** Opening DATA FOR ANALYSIS block **
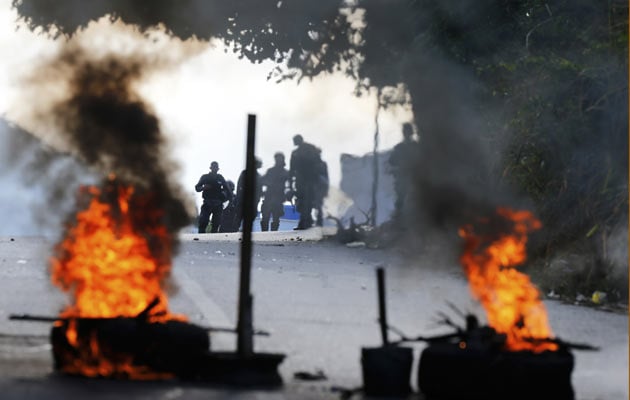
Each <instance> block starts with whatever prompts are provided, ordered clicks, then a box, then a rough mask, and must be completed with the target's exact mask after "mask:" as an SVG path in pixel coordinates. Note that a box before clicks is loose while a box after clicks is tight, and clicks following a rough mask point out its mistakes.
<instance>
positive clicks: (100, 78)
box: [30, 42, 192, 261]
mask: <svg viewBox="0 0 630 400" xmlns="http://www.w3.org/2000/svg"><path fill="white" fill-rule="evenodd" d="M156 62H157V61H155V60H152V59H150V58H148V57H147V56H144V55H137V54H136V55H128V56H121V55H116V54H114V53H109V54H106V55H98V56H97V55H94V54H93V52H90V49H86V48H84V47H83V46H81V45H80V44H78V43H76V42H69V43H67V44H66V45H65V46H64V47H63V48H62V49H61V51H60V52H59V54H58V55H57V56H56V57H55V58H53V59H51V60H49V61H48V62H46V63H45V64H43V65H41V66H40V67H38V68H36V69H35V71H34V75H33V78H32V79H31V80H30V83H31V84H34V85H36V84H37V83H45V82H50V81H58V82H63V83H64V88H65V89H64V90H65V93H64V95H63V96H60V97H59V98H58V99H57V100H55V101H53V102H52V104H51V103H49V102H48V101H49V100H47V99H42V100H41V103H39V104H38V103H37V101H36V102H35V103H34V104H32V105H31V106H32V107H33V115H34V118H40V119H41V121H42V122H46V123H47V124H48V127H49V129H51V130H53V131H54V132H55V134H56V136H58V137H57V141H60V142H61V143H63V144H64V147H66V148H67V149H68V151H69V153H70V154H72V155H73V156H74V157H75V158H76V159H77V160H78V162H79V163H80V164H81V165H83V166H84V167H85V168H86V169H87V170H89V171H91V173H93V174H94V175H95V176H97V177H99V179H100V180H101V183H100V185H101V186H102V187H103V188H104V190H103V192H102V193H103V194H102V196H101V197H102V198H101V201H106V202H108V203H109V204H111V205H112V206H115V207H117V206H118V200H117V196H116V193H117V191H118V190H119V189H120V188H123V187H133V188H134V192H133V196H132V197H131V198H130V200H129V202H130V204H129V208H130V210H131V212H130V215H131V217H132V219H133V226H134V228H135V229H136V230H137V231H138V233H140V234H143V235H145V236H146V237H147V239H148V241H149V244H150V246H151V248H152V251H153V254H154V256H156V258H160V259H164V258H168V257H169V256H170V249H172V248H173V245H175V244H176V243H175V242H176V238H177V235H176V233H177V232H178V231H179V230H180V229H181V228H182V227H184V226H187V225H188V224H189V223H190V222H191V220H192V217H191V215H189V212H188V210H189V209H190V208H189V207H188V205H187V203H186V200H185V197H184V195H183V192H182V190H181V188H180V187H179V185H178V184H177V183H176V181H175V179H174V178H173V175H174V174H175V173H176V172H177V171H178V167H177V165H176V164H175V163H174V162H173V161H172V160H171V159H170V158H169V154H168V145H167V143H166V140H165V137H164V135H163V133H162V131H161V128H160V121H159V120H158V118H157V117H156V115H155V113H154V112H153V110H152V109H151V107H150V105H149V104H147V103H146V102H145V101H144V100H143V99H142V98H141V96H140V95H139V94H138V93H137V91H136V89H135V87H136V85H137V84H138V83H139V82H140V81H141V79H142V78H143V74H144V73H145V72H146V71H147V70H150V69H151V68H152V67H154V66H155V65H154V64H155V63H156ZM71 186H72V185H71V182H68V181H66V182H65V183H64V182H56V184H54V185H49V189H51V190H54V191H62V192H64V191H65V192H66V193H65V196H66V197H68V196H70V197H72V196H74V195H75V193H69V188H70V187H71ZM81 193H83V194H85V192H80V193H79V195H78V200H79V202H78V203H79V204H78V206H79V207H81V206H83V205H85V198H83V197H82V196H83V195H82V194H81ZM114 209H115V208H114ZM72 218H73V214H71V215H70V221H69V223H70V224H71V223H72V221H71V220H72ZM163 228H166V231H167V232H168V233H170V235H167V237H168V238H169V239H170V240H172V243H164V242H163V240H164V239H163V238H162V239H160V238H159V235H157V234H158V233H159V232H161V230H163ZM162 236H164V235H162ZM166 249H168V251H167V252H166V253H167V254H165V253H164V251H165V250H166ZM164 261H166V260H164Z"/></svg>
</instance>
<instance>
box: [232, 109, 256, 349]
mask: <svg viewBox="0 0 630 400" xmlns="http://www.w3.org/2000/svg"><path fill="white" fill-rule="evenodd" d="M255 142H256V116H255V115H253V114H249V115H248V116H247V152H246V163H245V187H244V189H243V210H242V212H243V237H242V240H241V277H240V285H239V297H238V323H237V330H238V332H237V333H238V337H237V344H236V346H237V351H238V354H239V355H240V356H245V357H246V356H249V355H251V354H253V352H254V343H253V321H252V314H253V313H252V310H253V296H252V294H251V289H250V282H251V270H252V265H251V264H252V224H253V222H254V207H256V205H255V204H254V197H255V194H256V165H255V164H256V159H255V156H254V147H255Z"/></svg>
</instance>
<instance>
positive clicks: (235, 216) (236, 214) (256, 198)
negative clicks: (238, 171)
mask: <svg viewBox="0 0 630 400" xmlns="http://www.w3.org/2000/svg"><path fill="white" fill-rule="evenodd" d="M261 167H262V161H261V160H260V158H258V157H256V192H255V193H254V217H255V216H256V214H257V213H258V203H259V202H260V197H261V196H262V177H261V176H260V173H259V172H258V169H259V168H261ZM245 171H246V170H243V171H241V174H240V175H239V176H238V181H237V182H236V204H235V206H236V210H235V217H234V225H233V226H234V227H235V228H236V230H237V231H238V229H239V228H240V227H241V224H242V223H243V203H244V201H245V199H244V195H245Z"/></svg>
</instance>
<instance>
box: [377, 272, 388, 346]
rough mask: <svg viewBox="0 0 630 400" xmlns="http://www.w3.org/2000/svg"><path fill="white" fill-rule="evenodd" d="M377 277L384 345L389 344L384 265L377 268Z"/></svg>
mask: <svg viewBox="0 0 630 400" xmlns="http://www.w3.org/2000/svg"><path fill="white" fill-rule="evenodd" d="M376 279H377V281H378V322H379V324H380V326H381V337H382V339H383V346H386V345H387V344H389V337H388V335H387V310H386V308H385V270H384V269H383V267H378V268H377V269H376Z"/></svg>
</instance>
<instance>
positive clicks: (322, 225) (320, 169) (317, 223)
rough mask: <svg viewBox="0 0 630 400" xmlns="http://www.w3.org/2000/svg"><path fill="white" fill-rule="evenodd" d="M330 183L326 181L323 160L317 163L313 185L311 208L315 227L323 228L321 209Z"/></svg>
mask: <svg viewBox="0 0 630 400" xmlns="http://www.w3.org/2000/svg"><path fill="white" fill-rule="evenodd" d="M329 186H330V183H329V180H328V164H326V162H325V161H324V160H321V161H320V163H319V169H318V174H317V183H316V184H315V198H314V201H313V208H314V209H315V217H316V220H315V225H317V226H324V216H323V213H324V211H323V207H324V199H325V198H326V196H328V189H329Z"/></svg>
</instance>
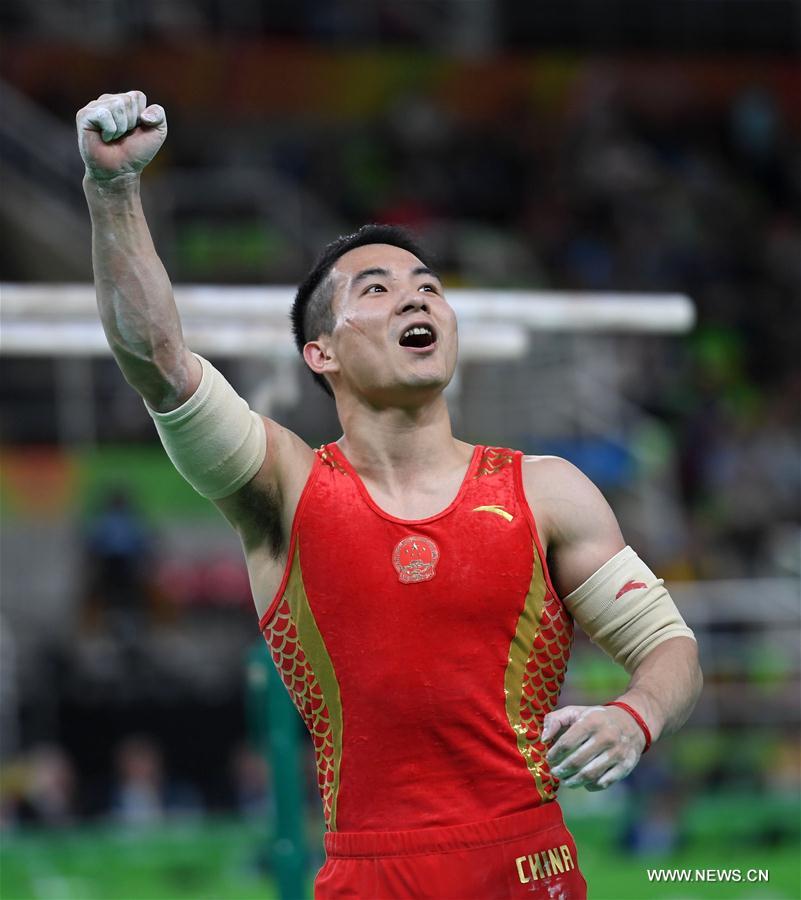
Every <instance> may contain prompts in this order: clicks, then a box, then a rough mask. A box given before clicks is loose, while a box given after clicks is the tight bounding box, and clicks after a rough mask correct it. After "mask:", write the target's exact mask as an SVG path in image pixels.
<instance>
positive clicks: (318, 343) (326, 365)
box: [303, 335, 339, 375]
** Closing DATA FOR ANALYSIS block **
** Opening DATA FOR ANALYSIS block **
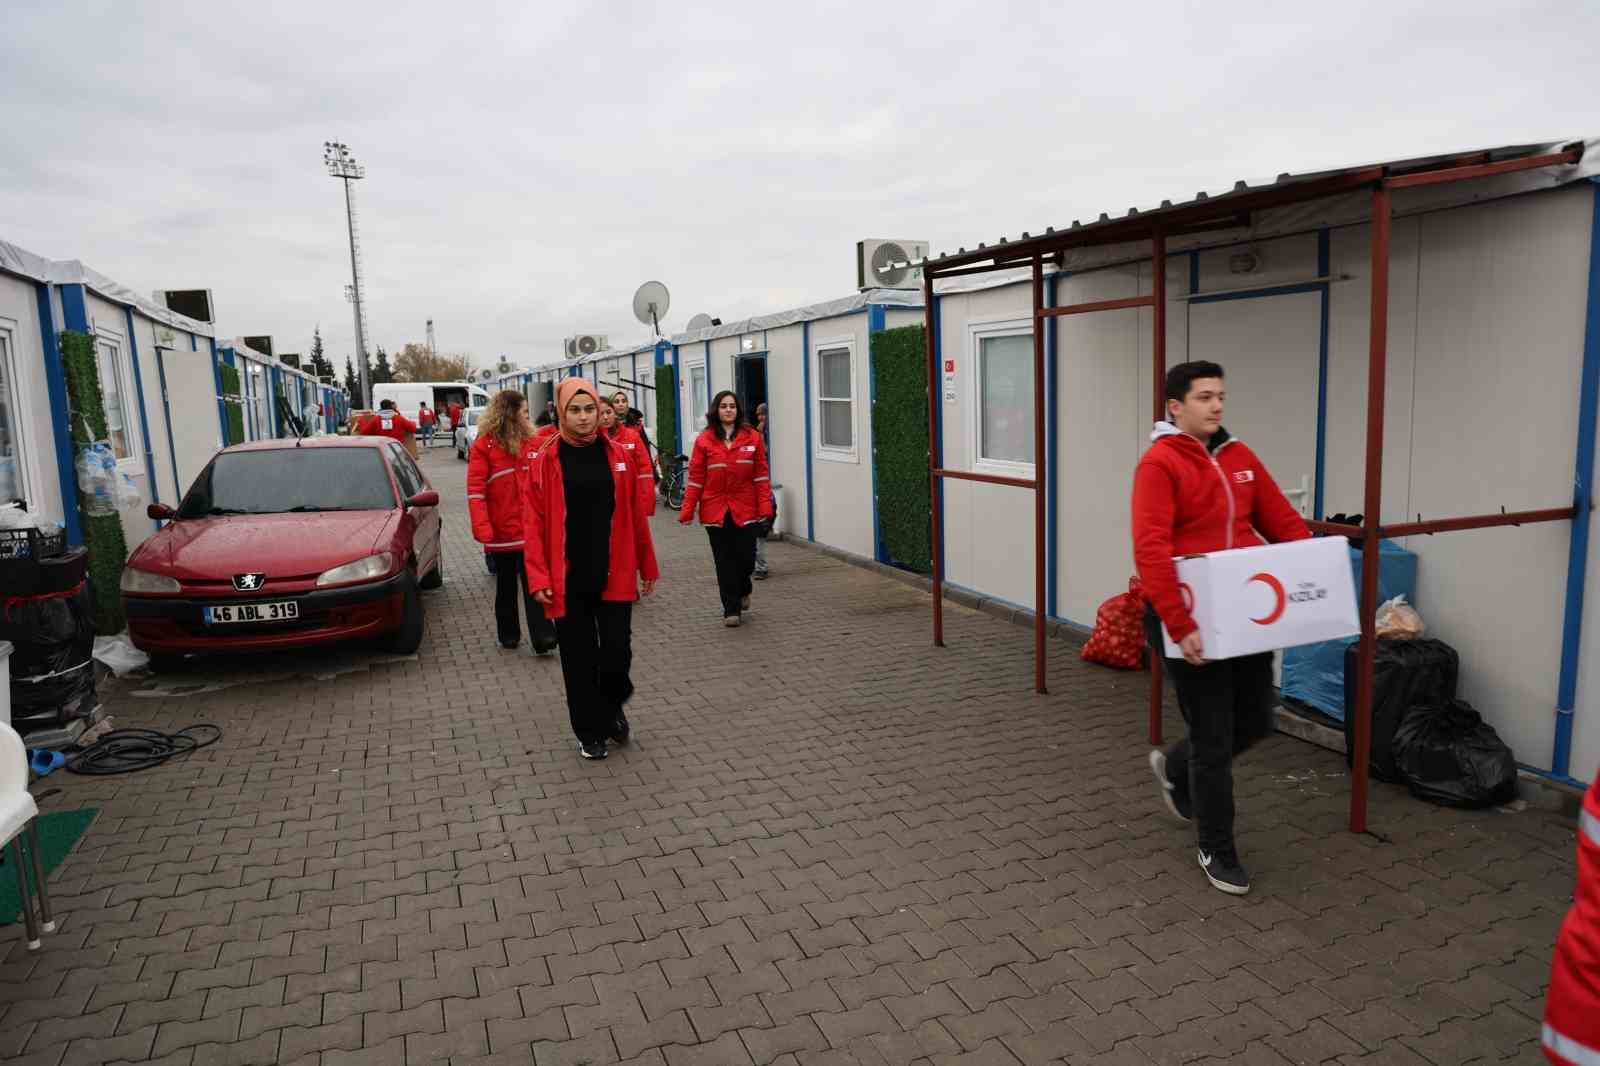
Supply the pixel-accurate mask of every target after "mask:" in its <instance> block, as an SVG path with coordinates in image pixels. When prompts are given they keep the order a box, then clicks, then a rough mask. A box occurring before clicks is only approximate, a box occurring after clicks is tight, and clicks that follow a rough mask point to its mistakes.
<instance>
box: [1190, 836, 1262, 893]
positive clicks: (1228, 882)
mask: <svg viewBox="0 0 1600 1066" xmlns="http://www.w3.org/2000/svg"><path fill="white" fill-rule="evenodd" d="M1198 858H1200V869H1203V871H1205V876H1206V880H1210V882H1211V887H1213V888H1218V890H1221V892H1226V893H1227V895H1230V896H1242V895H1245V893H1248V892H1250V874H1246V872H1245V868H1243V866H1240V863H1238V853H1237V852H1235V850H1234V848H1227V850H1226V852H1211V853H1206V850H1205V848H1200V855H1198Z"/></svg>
** Closing DATA FOR ANALYSIS block **
**PROMPT**
In the listing above, locate the line with "Every <instance> may" and the line with "box: [303, 335, 339, 375]", then extract exactly those lines and every line between them, and nothing more.

**RESPONSE AREA**
Every <instance> may contain prompts in this order: clicks, then a box, then a rough mask. A box given before clicks is loose, while a box given after clicks is the tight bounding box, and clicks after a rough mask correct it. After "mask:", write the target's exact mask as an SVG path in image pixels.
<instance>
positive clicks: (318, 343) (326, 365)
box: [303, 335, 339, 375]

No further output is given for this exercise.